▶ **SELECTED EXCERPT**
Kirk gives us an answer in Star Trek II, the Wrath of Khan. He seems to be feeling his age and recognises that he no longer has the same vitality he had when he was a younger man. Additionally, the task he was assigned by Starfleet (training command-track candidates) is a plum assignment where he gets to pit his intellectual and strategic capabilities against the best and the brightest that Starfleet has to offer on a daily basis.

McCOY: Admiral? Wouldn't it be easier to just put an experienced crew back on the ship?

KIRK: Galloping about the cosmos is a game for the young, Doctor.

The Wrath of Khan

No doubt Starfleet also gave him some guff about the fact that sharing his skills would help to save their lives and the lives of their crews.

SAAVIK: As I indicated, Admiral, that thought had not occurred to me.

KIRK: Well, now you have something new to think about. Carry on.

▶ **DIRECTIVE A**
Answer these questions about the Star Trek excerpt, one per line:
(i) What task was Kirk assigned by Starfleet?
(ii) For whom does Kirk say galloping about the cosmos is a game?
(iii) What does Kirk tell Saavik she now has?

▶ **SUPPLIED RECORDS**
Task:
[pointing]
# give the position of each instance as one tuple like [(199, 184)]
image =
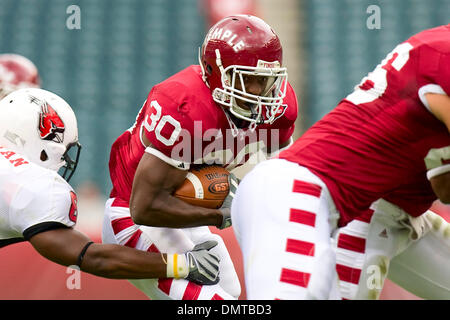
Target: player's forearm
[(119, 262), (168, 211)]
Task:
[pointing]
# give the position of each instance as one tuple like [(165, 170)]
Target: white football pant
[(119, 228), (413, 252), (283, 217)]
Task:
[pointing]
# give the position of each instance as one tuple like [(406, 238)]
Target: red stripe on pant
[(307, 188), (352, 243), (295, 277), (303, 217), (300, 247)]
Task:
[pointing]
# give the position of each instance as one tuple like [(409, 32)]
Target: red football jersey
[(185, 126), (381, 140)]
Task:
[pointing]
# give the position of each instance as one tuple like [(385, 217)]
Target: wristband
[(177, 266)]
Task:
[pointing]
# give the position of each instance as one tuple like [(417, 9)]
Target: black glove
[(203, 265)]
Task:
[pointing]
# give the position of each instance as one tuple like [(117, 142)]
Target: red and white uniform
[(185, 126), (33, 199), (375, 144)]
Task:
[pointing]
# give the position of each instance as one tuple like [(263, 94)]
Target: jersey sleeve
[(433, 74), (43, 205), (286, 123), (169, 127), (443, 78)]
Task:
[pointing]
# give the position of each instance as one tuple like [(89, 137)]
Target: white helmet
[(42, 126)]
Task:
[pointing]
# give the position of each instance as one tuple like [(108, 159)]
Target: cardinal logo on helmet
[(51, 127)]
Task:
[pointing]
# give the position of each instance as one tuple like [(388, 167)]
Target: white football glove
[(198, 265), (233, 183)]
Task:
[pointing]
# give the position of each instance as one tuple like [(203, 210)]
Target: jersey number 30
[(157, 123)]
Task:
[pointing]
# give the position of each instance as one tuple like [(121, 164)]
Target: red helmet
[(17, 72), (240, 46)]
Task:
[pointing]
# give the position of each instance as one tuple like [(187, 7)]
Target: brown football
[(206, 187)]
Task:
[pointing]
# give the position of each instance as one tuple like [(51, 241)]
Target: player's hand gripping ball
[(205, 186)]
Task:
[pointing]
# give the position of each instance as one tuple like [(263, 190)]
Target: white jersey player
[(38, 129)]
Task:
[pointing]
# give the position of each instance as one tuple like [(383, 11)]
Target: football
[(205, 186)]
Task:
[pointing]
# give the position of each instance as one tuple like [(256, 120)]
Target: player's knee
[(321, 283)]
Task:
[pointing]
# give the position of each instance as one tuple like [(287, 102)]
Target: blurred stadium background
[(124, 47)]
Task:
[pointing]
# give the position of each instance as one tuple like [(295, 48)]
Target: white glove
[(198, 265), (233, 183)]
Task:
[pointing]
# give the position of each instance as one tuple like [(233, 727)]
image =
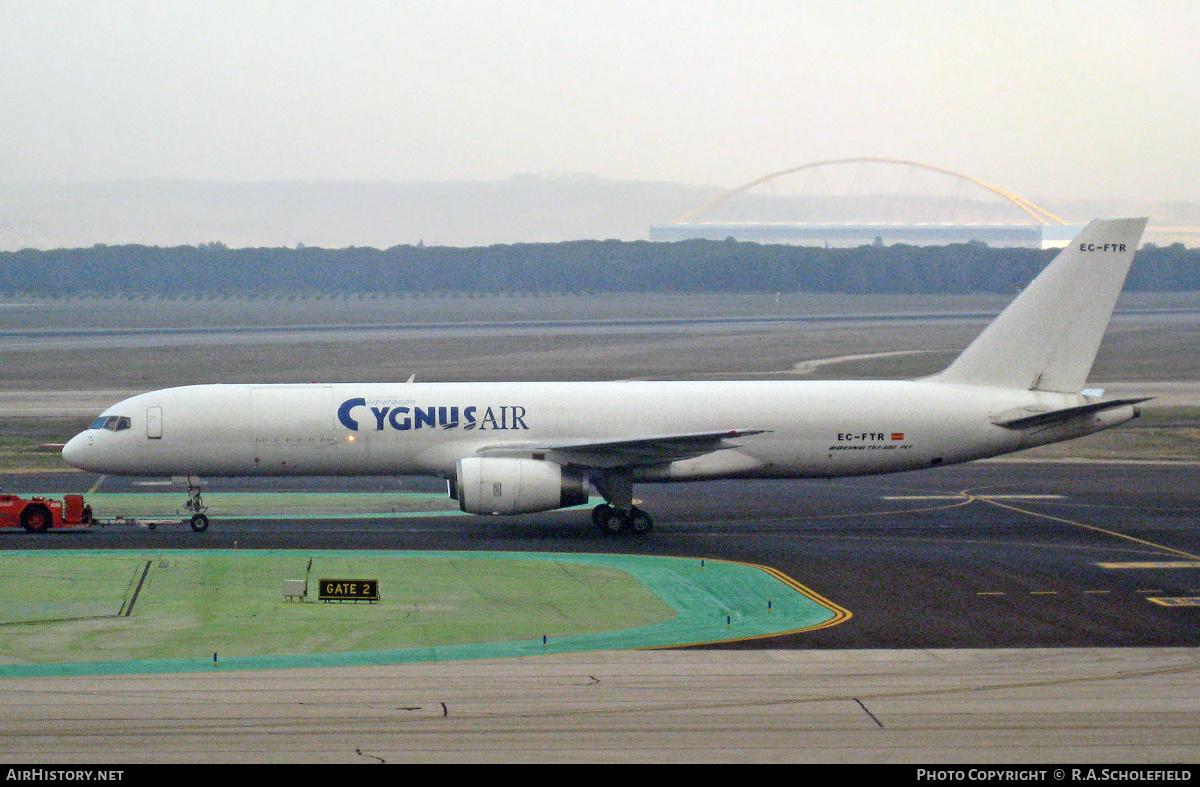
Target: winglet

▶ **DIRECTIVE B**
Return each line from the entries that includes the string "helmet".

▶ **OUTPUT A**
(i) Training command-track candidates.
(ii) The young.
(iii) Something new to think about.

▶ **OUTPUT B**
Target: white helmet
Target: cardinal logo on helmet
Target: red helmet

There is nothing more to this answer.